***** Selected extract

Robert Fisk on where wars are fought

Middle East Realities spared me the expense of paying to read Robert Fisk’s column today in the Guardian by including it in their e-mail newsletter:

“If you bomb our cities,” Osama bin Laden said in one of his recent video tapes, “we will bomb yours.” There you go, as they say. It was crystal clear Britain would be a target ever since Tony Blair decided to join George Bush’s “war on terror” and his invasion of Iraq. We had, as they say, been warned.

**********

Tasks to complete:
1 > In the Robert Fisk excerpt, reproduce the stretch from "Middle East Realities" through "say, been warned.".
2 > According to the Robert Fisk excerpt, which newspaper carried Fisk's column?
3 > Name every person mentioned in the Robert Fisk excerpt.
Work only from the text.

***** Information given

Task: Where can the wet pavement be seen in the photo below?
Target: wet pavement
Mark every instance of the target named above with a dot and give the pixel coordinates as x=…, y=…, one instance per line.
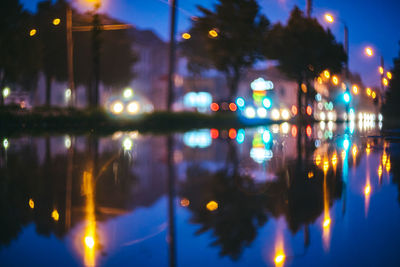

**********
***** Information given

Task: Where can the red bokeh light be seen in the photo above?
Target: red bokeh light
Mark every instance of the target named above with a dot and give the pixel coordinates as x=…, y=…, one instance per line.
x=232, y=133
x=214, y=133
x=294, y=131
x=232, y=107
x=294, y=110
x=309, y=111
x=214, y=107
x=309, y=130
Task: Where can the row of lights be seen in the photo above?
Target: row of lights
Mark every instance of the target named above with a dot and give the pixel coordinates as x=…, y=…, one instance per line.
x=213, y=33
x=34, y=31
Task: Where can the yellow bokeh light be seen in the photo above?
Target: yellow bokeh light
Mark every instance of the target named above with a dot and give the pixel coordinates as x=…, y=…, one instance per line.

**********

Answers provided:
1 >
Middle East Realities spared me the expense of paying to read Robert Fisk’s column today in the Guardian by including it in their e-mail newsletter:

“If you bomb our cities,” Osama bin Laden said in one of his recent video tapes, “we will bomb yours.” There you go, as they say. It was crystal clear Britain would be a target ever since Tony Blair decided to join George Bush’s “war on terror” and his invasion of Iraq. We had, as they say, been warned.

2 > The Guardian.

3 > Robert Fisk, Osama bin Laden, Tony Blair, George Bush